EXERCISE REQUIREMENTS: Turn the rows from the first line through the line containing "772, 6, 915, 131" (both ends included) into a JSON list of strings, one string per line, omitting blank lines. Cover only those lines.

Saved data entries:
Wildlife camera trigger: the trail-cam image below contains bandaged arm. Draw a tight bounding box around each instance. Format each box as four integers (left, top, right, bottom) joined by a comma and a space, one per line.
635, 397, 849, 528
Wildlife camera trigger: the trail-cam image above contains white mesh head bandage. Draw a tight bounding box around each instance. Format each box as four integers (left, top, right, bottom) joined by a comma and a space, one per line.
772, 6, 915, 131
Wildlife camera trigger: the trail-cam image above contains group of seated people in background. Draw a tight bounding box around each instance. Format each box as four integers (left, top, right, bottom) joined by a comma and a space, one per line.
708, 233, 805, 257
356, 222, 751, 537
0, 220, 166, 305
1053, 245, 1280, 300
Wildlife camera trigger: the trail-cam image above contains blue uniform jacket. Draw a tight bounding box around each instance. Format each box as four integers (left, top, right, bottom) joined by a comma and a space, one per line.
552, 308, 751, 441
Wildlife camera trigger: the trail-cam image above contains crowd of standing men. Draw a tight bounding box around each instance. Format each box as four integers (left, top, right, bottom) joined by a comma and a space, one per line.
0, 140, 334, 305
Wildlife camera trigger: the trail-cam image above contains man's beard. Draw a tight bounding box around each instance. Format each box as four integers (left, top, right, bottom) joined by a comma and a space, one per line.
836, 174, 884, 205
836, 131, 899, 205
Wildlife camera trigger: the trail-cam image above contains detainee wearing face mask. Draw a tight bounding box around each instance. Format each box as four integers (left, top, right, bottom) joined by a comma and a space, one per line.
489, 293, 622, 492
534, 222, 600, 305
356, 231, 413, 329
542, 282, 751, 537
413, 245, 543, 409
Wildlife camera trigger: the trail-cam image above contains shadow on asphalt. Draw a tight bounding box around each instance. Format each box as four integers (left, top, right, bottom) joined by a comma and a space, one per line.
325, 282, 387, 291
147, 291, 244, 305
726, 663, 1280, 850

TASK SOLUTION:
[
  "Wildlife camera trigger: the trail-cam image below contains bandaged arm. Draw a tight bounding box around each instance. Format each box as four integers (left, top, right, bottom) joined by a comma and a space, one per line.",
  "635, 397, 849, 528",
  "Wildlife camera trigger: the trail-cam image above contains white mesh head bandage. Draw a tight bounding box around each instance. Format each box as four integers (left, top, right, bottom) joined by a comma and a space, one per line.",
  "772, 6, 915, 131"
]